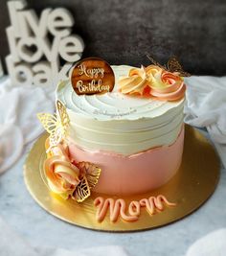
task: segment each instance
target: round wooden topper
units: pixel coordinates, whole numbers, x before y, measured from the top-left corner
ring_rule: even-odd
[[[93,95],[111,92],[115,75],[110,65],[96,57],[79,60],[72,68],[71,83],[79,95]]]

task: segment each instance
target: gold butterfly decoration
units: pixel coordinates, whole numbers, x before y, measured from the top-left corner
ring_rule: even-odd
[[[79,162],[77,167],[84,175],[83,178],[73,193],[73,198],[82,202],[90,196],[90,190],[98,183],[102,170],[89,162]]]
[[[50,133],[50,147],[56,146],[65,138],[70,119],[66,107],[60,101],[56,101],[56,114],[38,113],[37,117]]]
[[[166,65],[161,65],[159,62],[157,62],[152,57],[149,55],[147,55],[147,57],[149,58],[149,60],[156,66],[159,66],[162,69],[165,69],[169,72],[177,72],[181,77],[191,77],[191,74],[188,72],[185,72],[183,70],[182,65],[179,63],[176,57],[171,57],[168,60],[168,63]]]

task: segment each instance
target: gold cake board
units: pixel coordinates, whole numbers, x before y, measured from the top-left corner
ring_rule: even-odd
[[[100,194],[93,193],[85,201],[78,203],[72,199],[64,200],[48,190],[41,177],[43,161],[46,157],[44,148],[46,138],[45,133],[36,141],[27,157],[24,167],[27,188],[35,201],[48,213],[85,228],[126,232],[169,224],[200,207],[214,193],[219,178],[219,159],[215,149],[200,131],[186,126],[183,160],[175,176],[166,185],[150,193],[122,197],[128,206],[132,200],[161,194],[170,202],[176,202],[176,206],[165,206],[164,211],[156,212],[152,216],[142,207],[139,220],[134,222],[126,222],[120,217],[116,222],[111,222],[107,213],[103,221],[99,222],[96,220],[97,208],[93,202]]]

★ ★ ★ ★

Requirements: Please pick out each line in the rows above that contains the string "target", matching case exactly, and copy those lines.

Expected output:
target: round wooden topper
target: gold butterfly decoration
target: gold cake board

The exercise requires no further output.